BRIEF: From the records below, print exactly the lines starting at the one containing "TARGET = gravel ground" and ending at the one containing "TARGET = metal grate mesh", ends included, and nothing else.

Region pointing data:
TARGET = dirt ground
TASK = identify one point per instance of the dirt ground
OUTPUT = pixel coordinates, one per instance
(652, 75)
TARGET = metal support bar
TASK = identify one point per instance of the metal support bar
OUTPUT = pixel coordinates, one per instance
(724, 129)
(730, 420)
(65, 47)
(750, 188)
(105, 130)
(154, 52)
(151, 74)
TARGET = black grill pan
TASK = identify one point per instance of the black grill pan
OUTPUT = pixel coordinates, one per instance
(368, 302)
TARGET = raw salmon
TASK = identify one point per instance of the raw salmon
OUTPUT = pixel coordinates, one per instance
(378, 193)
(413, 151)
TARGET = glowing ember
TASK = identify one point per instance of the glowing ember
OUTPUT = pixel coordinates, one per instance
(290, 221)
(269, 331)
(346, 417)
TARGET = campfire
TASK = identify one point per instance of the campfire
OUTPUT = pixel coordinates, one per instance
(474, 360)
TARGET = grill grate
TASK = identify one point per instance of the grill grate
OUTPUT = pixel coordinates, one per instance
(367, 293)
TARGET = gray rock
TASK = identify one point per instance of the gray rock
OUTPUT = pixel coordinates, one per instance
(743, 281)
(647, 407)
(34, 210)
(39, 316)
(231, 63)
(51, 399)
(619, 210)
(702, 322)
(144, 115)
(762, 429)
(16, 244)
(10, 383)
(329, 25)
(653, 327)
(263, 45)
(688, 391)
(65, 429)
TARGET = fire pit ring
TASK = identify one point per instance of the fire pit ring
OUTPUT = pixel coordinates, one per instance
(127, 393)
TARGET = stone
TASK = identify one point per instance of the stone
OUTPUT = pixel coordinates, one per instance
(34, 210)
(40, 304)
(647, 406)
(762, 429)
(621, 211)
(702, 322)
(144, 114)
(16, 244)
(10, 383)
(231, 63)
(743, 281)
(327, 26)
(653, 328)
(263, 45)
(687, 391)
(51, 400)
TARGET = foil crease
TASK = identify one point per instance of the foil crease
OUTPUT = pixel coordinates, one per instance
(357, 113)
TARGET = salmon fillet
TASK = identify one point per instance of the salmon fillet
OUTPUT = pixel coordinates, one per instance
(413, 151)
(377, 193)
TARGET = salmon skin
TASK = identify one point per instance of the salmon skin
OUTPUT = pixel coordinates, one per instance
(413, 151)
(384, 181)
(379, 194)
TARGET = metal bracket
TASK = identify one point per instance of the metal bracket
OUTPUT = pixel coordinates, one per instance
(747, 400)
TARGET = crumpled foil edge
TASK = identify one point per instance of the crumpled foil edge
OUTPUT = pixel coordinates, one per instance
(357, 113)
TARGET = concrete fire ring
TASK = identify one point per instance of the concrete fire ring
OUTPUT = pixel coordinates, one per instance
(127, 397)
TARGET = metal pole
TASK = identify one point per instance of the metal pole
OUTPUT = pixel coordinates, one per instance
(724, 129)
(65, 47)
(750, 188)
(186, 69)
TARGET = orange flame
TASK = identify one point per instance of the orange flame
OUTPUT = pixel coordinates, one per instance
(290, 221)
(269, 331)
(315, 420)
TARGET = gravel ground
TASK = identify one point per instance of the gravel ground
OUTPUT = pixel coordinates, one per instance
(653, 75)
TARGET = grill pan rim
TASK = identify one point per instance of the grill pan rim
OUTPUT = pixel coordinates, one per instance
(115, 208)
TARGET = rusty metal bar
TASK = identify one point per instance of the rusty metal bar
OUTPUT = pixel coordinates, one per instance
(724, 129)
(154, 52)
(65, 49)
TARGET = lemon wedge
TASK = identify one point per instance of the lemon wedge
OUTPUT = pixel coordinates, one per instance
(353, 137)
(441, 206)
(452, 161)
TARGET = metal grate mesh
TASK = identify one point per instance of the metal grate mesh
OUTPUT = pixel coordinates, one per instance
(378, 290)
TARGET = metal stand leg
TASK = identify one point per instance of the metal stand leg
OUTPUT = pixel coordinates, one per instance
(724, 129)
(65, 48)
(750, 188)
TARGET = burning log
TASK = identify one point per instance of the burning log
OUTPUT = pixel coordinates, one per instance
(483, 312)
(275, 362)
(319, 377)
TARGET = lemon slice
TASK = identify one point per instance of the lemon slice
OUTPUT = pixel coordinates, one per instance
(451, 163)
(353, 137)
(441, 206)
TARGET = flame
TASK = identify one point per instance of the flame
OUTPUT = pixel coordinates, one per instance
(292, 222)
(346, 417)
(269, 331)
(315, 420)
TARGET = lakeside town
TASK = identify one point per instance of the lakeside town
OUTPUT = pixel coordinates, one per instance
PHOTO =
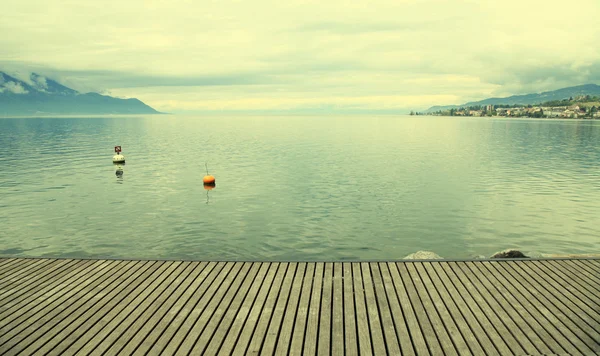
(581, 107)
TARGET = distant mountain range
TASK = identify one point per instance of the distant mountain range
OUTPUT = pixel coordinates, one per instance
(565, 93)
(43, 96)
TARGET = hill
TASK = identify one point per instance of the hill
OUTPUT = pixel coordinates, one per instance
(564, 93)
(39, 95)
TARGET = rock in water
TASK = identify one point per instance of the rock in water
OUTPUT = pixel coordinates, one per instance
(423, 255)
(510, 253)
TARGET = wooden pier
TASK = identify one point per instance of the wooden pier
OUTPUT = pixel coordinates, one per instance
(500, 307)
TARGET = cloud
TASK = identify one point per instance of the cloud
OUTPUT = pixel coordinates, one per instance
(12, 87)
(303, 52)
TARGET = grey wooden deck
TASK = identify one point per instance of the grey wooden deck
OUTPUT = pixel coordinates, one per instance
(65, 306)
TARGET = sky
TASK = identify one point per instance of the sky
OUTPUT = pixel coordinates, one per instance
(303, 55)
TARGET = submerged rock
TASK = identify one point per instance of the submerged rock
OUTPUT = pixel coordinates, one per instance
(510, 253)
(423, 255)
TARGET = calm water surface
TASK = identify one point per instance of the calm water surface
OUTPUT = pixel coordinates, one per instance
(298, 188)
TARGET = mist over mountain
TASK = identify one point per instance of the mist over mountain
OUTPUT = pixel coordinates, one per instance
(39, 95)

RESULT OF THE EXERCISE:
TARGET = gravel ground
TASK = identify one point per instance of the gravel ground
OUTPUT = pixel coordinates, one per instance
(653, 75)
TARGET = grill pan rim
TASK = identify one point per instance of the grill pan rim
OUTPUT = pixel coordinates, one per instance
(115, 208)
TARGET = rusty metal bar
TASK = identify one point per instance of the rusty metal bar
OUTPUT = pixel coordinates, one per instance
(724, 129)
(154, 52)
(65, 49)
TARGET = lemon wedge
TASK = identify one point per instance of the lemon wedge
OUTPUT = pixel coordinates, one per instance
(353, 137)
(441, 206)
(452, 161)
TARGET = metal grate mesh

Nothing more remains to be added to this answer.